> _DIRECTIVE_: Could you pull every line of the material below out verbatim, leaving the pictures out of your answer?

[Image segmentation entries]

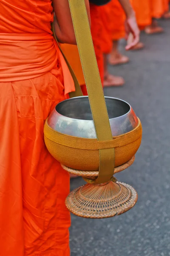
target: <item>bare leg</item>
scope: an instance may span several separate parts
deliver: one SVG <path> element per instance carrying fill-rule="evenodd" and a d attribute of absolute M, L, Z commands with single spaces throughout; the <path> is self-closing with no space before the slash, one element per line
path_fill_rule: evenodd
<path fill-rule="evenodd" d="M 125 81 L 121 76 L 113 76 L 109 74 L 108 71 L 107 55 L 104 54 L 104 87 L 110 86 L 121 86 L 125 84 Z"/>
<path fill-rule="evenodd" d="M 118 40 L 114 40 L 113 41 L 112 51 L 109 58 L 109 63 L 111 65 L 125 64 L 129 61 L 128 57 L 122 55 L 119 52 L 118 45 Z"/>
<path fill-rule="evenodd" d="M 146 27 L 145 29 L 145 33 L 148 35 L 153 35 L 154 34 L 159 34 L 164 32 L 163 29 L 159 26 L 155 19 L 152 20 L 152 24 Z"/>
<path fill-rule="evenodd" d="M 128 39 L 128 43 L 130 43 L 133 40 L 133 36 L 132 34 L 129 35 L 129 37 Z M 135 45 L 130 50 L 141 50 L 144 47 L 144 44 L 142 42 L 139 42 L 136 45 Z"/>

> _CORRECT RESPONSE_:
target: <item>bare leg</item>
scope: an instance may span several separate parts
deliver: one SVG <path> element per instance carrying fill-rule="evenodd" and a d attribute of absolute M, L, Z commands with single spaces throughout; the <path> is self-closing with no space before the slash, one element per line
path_fill_rule: evenodd
<path fill-rule="evenodd" d="M 125 81 L 121 76 L 113 76 L 109 74 L 108 71 L 107 55 L 104 54 L 104 87 L 110 86 L 121 86 L 125 84 Z"/>
<path fill-rule="evenodd" d="M 118 40 L 114 40 L 113 41 L 112 51 L 109 58 L 109 63 L 111 65 L 125 64 L 129 61 L 128 57 L 122 55 L 119 52 L 118 45 Z"/>
<path fill-rule="evenodd" d="M 146 27 L 145 29 L 145 33 L 148 35 L 153 35 L 154 34 L 159 34 L 164 32 L 163 29 L 159 26 L 155 19 L 152 20 L 152 24 Z"/>
<path fill-rule="evenodd" d="M 128 39 L 128 43 L 130 43 L 133 40 L 133 36 L 132 34 L 129 35 L 129 37 Z M 135 45 L 130 50 L 141 50 L 144 47 L 144 44 L 142 42 L 139 42 L 136 45 Z"/>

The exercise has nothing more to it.